◆ SELECTED EXTRACT ◆
※ ※ ※

No, unions are bargaining groups for workers. They have as much / little right
to politics as corporations. Corporations are groups of shareholders and the
days of normal people not owning stock are long over. Look at the hold of
certain unions in California and their pension system woes for an example of
undue influence that is going to bite someone.

"Never doubt that a small group of thoughtful, committed people can change the
world. Indeed, it is the only thing that ever has." -- Margaret Mead

People need to be able to start revolutions without the use of arms, and for
US politics that means spending money. I find the preference for parties and
unions to be a poor substitute for individual rights.

------
joshklein
Woah, there are many things wrong with this. I'll limit it to the biggest two.
First, it's important to understand that we (the US) have a very different
political party system than many other western democracies. We have a winner
take all system, where 51% of the votes gains you 100% of the voting power.
This is not the usual state of affairs - in other democracies, 51% of the vote
wins you 51% of the voting power. Or, more accurately, party 1 has 10% of the
power, party 2 has 23% of the power, party 3 has 5% of the power, and so on.

Theoretically, the two party system is meant to make government more agile and
less risk averse. It is supposed to ensure a party is, temporarily, in charge
and able to accomplish its political agenda. In multiparty systems, there is
frequent political deadlock as parties must negotiate to literally "form a
government", or get enough of an alliance between people to mobilize 51% of
the voting power. If you read international press, you often hear about the
"dissolution of the government" in various civilized countries. This means
they've failed in maintaining or forming a coalition, and must go back to
political dealings in order to (in most cases) elect a prime minister and get
behind a political agenda. These multiparty systems are therefore risk averse,
and theoretically worse at achieving widespread governmental action.

※ ※ ※

◆ DATASET EXCERPT ◆
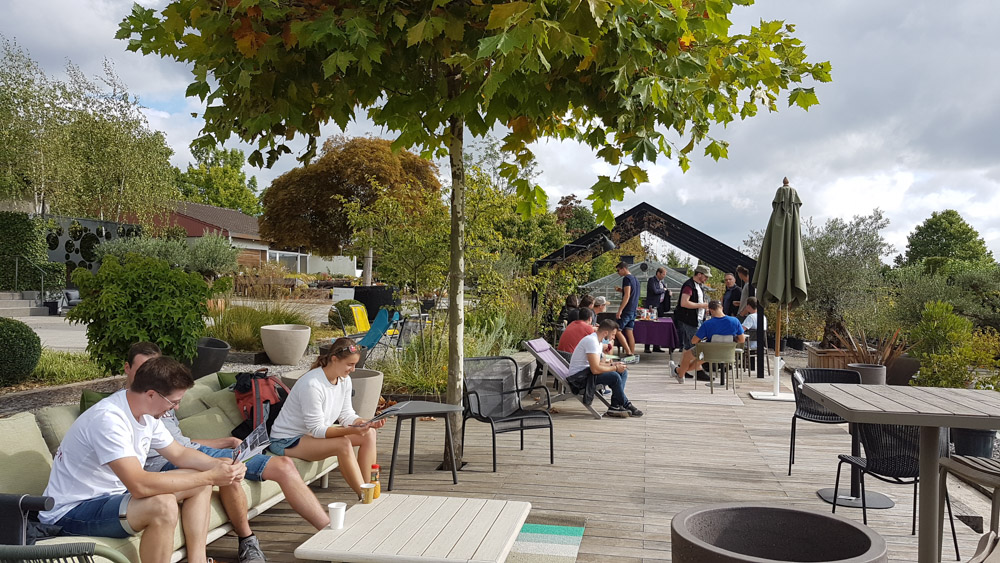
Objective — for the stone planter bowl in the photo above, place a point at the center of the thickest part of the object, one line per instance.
(367, 386)
(736, 532)
(285, 344)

※ ※ ※

◆ WORK REQUIRED ◆
Please answer these questions about the forum thread on unions and party systems:
1. What does the thread say corporations are groups of?
2. Who is credited with the quote beginning "Never doubt that a small group"?
3. Under a winner-take-all system, what share of the voting power does 51% of the votes gain?

◆ EXERCISE ANSWER ◆
1. Shareholders.
2. Margaret Mead.
3. 100% of the voting power.